**Quoted passage**
One out of every 10 adults in America is attempting to start a new venture, and 1 in every 15 adults invested in startups last year, says the study, which was conducted by Babson College in Wellesley, Mass., and the Kauffman Center for Entrepreneurial Leadership in Kansas City, Mo. But confidence among investors is dropping -- 52% saw 2000 as a year of good business opportunities, compared with 57% the year before.
The survey, which was launched in 1997 to examine the relationship between entrepreneurship and economic growth, queried more than 40,000 people. Among its findings:
-- The physical infrastructure (roads, schools, reliable power) and human infrastructure (software engineers and other skilled workers) fall short in many traditional meccas of entrepreneurial activity.
-- Two-thirds of venture capital in the U.S. went to five states: California, Massachusetts, New York, Texas, and Colorado. Nearly 80% of all venture capital invested in the country last year was devoted to information-technology companies.
-- Women and minorities, particularly Native Americans, are underrepresented among the ranks of entrepreneurs.

**Your goal**
Answer these questions about the entrepreneurship survey text:
1. What share of adults in America is attempting to start a new venture?
2. How many people did the survey query?
3. Which five states received two-thirds of venture capital in the U.S.?

**Rows**
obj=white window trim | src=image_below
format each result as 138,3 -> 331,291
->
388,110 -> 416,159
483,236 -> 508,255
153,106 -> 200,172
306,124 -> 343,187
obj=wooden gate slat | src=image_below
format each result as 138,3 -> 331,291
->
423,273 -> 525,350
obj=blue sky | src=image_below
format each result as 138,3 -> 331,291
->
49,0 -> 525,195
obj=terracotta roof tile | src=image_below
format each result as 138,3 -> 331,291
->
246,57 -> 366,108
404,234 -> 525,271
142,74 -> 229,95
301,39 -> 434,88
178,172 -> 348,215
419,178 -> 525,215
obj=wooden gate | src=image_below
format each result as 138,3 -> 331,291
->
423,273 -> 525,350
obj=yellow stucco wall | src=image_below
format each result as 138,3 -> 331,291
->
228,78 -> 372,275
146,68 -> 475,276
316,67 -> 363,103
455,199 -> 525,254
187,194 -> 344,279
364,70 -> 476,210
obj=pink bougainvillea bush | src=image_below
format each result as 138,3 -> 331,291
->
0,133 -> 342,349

**Output**
1. One out of every 10 adults.
2. More than 40,000 people.
3. California, Massachusetts, New York, Texas, and Colorado.